Bill Moyers will host a new mini-series, Bill Moyers on Faith & Reason, premiering June 23 at 9:00 p.m. on PBS (check local listings). The show will feature provocative conversations with authors from around the world who gathered for the PEN World Voices Festival in New York in April. During the course of the seven hour-long weekly episodes, Moyers will explore these writers' works and their own experiences to examine the role of religion in shaping our world. Authors to be featured are: Martin Amis (Great Britain), Margaret Atwood (Canada), Mary Gordon (U.S.), David Grossman (Israel), Colin McGinn (Great Britain/U.S.), Richard Rodriguez (U.S.), Salman Rushdie (India/Great Britain), Anne Provoost (Belgium), and Jeanette Winterson (Great Britain).

The series will be supported by a companion Web site at www.pbs.org/moyers where visitors can interact, give feedback, and discuss the issues presented in the series.


Boston Globe-Horn Book Winners Announced

On June 6, Horn Book, Inc. announced the winners of the 2006 Boston Globe-Horn Book Awards for Excellence in Children's Literature. First presented in 1967, the awards are given in three categories: Fiction and Poetry, Nonfiction, and Picture Book. This year's winners are:

  • Fiction and Poetry: The Miraculous Journey of Edward Tulane by Kate DiCamillo, illustrated by Bagram Ibatoulline (Candlewick)
  • Nonfiction: Leaf Man by Lois Ehlert (Harcourt)
_ _ _ _ _
GOAL OF THE EXERCISE:
According to the text extract, in what year were the Boston Globe-Horn Book Awards first presented?
_ _ _ _ _
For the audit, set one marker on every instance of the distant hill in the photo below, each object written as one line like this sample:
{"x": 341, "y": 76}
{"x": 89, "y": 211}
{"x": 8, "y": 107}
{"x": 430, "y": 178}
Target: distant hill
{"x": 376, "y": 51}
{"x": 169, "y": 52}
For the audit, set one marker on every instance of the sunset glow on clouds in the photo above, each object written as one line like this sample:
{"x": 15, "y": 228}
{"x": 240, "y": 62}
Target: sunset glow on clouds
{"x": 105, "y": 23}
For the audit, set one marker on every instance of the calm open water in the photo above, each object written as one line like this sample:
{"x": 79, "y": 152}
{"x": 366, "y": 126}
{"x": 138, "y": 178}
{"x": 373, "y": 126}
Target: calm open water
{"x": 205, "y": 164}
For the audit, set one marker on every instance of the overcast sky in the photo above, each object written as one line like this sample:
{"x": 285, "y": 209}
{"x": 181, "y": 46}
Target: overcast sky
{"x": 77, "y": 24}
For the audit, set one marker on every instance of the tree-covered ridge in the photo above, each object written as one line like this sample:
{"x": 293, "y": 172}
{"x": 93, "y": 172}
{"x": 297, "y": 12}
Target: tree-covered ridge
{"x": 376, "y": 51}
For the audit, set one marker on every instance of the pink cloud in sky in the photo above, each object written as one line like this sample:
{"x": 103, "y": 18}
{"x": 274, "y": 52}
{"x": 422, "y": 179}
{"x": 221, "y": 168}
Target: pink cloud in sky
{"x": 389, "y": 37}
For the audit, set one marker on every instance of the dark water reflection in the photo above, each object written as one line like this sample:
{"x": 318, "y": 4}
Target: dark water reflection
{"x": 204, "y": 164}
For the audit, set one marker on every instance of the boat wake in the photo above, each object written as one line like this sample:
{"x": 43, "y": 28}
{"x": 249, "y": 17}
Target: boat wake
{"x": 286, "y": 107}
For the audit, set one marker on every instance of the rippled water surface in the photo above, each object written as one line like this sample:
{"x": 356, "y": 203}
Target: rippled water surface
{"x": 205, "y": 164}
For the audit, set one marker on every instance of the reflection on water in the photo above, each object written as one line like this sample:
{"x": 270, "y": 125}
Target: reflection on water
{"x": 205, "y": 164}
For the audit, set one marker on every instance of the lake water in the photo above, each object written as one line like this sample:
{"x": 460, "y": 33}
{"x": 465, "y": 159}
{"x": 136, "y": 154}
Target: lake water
_ _ _ _ _
TASK SOLUTION:
1967